◆ Items from a data source

========

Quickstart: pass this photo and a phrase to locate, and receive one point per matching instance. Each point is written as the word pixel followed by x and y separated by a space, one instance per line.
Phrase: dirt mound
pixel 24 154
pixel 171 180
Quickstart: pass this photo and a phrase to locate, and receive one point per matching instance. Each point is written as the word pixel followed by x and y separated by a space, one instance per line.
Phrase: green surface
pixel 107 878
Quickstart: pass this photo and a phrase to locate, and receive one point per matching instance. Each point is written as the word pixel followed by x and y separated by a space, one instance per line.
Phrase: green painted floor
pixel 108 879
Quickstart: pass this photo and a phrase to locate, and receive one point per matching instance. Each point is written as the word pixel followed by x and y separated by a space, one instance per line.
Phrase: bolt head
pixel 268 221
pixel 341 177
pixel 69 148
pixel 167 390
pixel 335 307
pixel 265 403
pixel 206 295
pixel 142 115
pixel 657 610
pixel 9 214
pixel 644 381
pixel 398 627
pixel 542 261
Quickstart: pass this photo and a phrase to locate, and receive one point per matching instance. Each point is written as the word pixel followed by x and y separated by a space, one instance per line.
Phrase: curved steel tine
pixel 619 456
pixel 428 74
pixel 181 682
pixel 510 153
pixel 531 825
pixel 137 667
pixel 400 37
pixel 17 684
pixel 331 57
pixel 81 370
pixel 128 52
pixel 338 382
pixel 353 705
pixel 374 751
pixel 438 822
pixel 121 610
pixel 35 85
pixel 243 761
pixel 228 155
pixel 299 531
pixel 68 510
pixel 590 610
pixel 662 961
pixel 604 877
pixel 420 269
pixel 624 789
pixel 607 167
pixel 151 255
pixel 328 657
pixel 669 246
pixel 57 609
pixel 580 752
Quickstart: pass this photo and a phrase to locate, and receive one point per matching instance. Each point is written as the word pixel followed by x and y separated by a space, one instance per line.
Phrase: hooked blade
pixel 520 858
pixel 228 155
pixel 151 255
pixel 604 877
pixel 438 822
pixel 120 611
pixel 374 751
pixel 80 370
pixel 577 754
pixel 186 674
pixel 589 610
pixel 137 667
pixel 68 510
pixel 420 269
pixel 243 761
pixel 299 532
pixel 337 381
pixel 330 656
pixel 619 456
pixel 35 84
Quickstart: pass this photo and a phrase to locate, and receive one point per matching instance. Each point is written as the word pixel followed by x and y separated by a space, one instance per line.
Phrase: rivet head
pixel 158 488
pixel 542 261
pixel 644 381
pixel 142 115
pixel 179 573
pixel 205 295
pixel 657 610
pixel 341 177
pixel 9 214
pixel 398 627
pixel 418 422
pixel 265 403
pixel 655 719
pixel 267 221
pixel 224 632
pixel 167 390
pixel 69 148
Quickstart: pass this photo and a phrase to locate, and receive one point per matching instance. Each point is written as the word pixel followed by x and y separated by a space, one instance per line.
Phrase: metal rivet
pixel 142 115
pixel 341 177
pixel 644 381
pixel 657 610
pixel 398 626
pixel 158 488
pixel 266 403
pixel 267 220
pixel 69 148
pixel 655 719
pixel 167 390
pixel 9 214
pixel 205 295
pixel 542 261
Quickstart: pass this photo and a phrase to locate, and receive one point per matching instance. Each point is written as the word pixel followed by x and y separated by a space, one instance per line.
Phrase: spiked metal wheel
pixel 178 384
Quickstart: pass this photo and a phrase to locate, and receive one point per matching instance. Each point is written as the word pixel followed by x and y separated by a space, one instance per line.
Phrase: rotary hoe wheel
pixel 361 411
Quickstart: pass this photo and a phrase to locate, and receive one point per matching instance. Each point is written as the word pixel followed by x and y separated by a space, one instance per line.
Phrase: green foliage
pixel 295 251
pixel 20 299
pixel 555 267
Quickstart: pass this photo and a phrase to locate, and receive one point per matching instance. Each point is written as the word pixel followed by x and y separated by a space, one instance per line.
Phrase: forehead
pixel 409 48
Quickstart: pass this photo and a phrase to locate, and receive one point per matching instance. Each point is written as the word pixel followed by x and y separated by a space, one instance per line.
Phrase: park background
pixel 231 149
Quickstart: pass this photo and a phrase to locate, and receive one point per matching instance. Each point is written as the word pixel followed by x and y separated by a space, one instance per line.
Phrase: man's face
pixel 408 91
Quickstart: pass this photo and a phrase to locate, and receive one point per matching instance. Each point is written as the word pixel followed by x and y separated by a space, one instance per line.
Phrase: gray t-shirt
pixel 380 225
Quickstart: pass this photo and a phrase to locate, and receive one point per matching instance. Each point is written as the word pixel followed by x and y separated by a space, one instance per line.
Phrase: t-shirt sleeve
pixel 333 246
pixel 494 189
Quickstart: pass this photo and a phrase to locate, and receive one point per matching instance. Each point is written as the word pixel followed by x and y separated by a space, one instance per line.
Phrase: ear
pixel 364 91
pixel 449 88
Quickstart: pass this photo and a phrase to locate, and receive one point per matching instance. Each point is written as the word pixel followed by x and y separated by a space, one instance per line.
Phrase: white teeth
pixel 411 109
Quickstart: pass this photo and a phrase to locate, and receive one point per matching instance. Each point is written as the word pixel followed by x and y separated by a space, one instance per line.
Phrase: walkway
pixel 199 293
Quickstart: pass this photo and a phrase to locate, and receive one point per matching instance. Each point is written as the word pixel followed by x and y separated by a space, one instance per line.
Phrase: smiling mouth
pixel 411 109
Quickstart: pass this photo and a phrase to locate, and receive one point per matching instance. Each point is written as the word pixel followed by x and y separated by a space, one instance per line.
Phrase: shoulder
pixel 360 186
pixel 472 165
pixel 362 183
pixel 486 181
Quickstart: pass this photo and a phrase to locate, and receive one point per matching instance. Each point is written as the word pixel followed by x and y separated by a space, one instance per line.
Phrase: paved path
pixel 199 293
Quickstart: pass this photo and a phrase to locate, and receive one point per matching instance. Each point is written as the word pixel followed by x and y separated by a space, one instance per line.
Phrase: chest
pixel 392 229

========

◆ The request
Make a verbatim copy of every entry shown above.

◆ Output of the task
Quickstart: pass this photo and a phrase to locate, and receive one point per matching instance. Each point is written as the word pixel followed by x and y separated by a space, one instance per line.
Phrase: dirt mound
pixel 24 154
pixel 171 180
Quickstart: pass this photo and a phrase to locate, and receive one point per matching instance. Each point is written as the word pixel followed by x and y separated by a space, one instance per line.
Phrase: green surface
pixel 107 878
Quickstart: pass this photo and a phrase to locate, and receive one point per matching instance. Each point is written as the word pixel followed by x and y separated by a space, one instance per line.
Phrase: green painted floor
pixel 108 879
Quickstart: pass this photo and a phrase to locate, and receive one point per matching instance. Each point is written as the word pixel followed by x and y separated by a space, one instance per line.
Phrase: bolt head
pixel 268 221
pixel 341 177
pixel 69 148
pixel 167 390
pixel 335 307
pixel 265 403
pixel 206 295
pixel 142 115
pixel 657 610
pixel 9 214
pixel 644 381
pixel 398 627
pixel 542 261
Quickstart: pass this photo and a phrase to locate, and receive one point per matching instance. Each point is written as the word pixel followed by x and y separated by a space, one instance per line.
Phrase: curved steel tine
pixel 619 456
pixel 428 74
pixel 181 682
pixel 510 153
pixel 531 825
pixel 137 667
pixel 400 37
pixel 17 684
pixel 331 57
pixel 81 370
pixel 128 52
pixel 338 382
pixel 353 705
pixel 374 751
pixel 438 822
pixel 121 610
pixel 35 85
pixel 243 761
pixel 228 155
pixel 299 531
pixel 68 510
pixel 590 610
pixel 662 961
pixel 604 877
pixel 420 269
pixel 624 789
pixel 607 167
pixel 151 255
pixel 328 657
pixel 669 246
pixel 57 609
pixel 580 752
Quickstart: pass this photo and a phrase to locate, and receive one point per matching instance. Each point is written as the word pixel followed by x and y separated by a space, one instance per line.
Phrase: hooked blade
pixel 520 858
pixel 228 155
pixel 151 255
pixel 604 877
pixel 438 822
pixel 120 611
pixel 374 751
pixel 80 370
pixel 577 754
pixel 186 674
pixel 589 610
pixel 137 667
pixel 68 510
pixel 420 269
pixel 243 761
pixel 299 532
pixel 337 381
pixel 330 656
pixel 619 456
pixel 35 84
Quickstart: pass this photo and a phrase to locate, and receive one point per matching instance. Each point is written as the word pixel followed by x and y separated by a space, one instance per line.
Phrase: rivet head
pixel 158 488
pixel 542 261
pixel 644 381
pixel 142 115
pixel 179 573
pixel 205 295
pixel 657 610
pixel 341 177
pixel 9 214
pixel 398 627
pixel 418 422
pixel 265 403
pixel 655 719
pixel 267 221
pixel 224 632
pixel 167 390
pixel 69 148
Quickstart: pass this photo and a phrase to locate, and receive one point per matching instance. Each point is written as the word pixel followed by x and y separated by a space, one instance per line.
Phrase: metal rivet
pixel 142 115
pixel 341 177
pixel 644 381
pixel 657 610
pixel 398 626
pixel 158 488
pixel 266 403
pixel 267 220
pixel 69 148
pixel 655 719
pixel 167 390
pixel 9 214
pixel 205 295
pixel 542 261
Quickstart: pass this photo and a phrase to locate, and receive one point per matching instance. Each point is written as the word pixel followed by x and y separated by a space, one instance per line.
Phrase: spiked metal wheel
pixel 178 384
Quickstart: pass this photo and a phrase to locate, and receive one point per matching instance. Each point is written as the word pixel followed by x and y separated by a space, one instance per line.
Phrase: rotary hoe wheel
pixel 361 411
Quickstart: pass this photo and a phrase to locate, and receive one point per matching instance. Each point is written as the word pixel followed by x and y separated by a space, one instance per line.
Phrase: green foliage
pixel 295 251
pixel 20 299
pixel 555 267
Quickstart: pass this photo and a phrase to locate, and receive one point per matching instance. Each point is written as the word pixel followed by x and y separated by a space, one instance per line.
Phrase: forehead
pixel 409 48
Quickstart: pass this photo and a phrase to locate, and receive one point per matching instance. Each point is written as the word pixel followed by x and y separated by a space, one instance per line.
Phrase: park background
pixel 231 149
Quickstart: pass this photo and a phrase to locate, and receive one point per matching instance. Each point is written as the word pixel followed by x and y separated by a space, one instance per line.
Phrase: man's face
pixel 408 91
Quickstart: pass this photo and a phrase to locate, and receive one point per matching instance. Each point is written as the word pixel followed by x and y separated by a space, one instance per line.
Phrase: gray t-shirt
pixel 380 225
Quickstart: pass this photo and a phrase to locate, and receive one point per matching instance. Each point is written as the word pixel followed by x and y separated by a space, one instance per line.
Phrase: t-shirt sleeve
pixel 333 246
pixel 494 189
Quickstart: pass this photo and a phrase to locate, and receive one point per matching instance. Each point is written as the word pixel followed by x and y separated by a space, one instance per line.
Phrase: ear
pixel 364 91
pixel 449 88
Quickstart: pass this photo and a phrase to locate, and receive one point per matching instance. Each point is written as the word pixel followed by x and y separated by a space, one instance per line.
Phrase: white teeth
pixel 411 109
Quickstart: pass this photo and a phrase to locate, and receive one point per matching instance. Each point is written as the word pixel followed by x and y separated by a space, one instance per line.
Phrase: walkway
pixel 199 293
Quickstart: pass this photo and a phrase to locate, and receive one point per matching instance. Each point is written as the word pixel followed by x and y separated by a space, one instance per line.
Phrase: smiling mouth
pixel 411 109
Quickstart: pass this photo and a phrase to locate, and receive one point per matching instance. Each point is written as the word pixel followed by x and y separated by a space, one instance per line.
Phrase: shoulder
pixel 360 186
pixel 472 165
pixel 362 183
pixel 486 181
Quickstart: pass this photo and a phrase to locate, and receive one point per matching instance. Each point is written as the word pixel followed by x and y separated by a space, one instance per line.
Phrase: paved path
pixel 199 293
Quickstart: pass this photo and a phrase to locate, and receive one point per matching instance. Each point is written as the word pixel followed by x and y separated by a space, one instance per line.
Phrase: chest
pixel 392 229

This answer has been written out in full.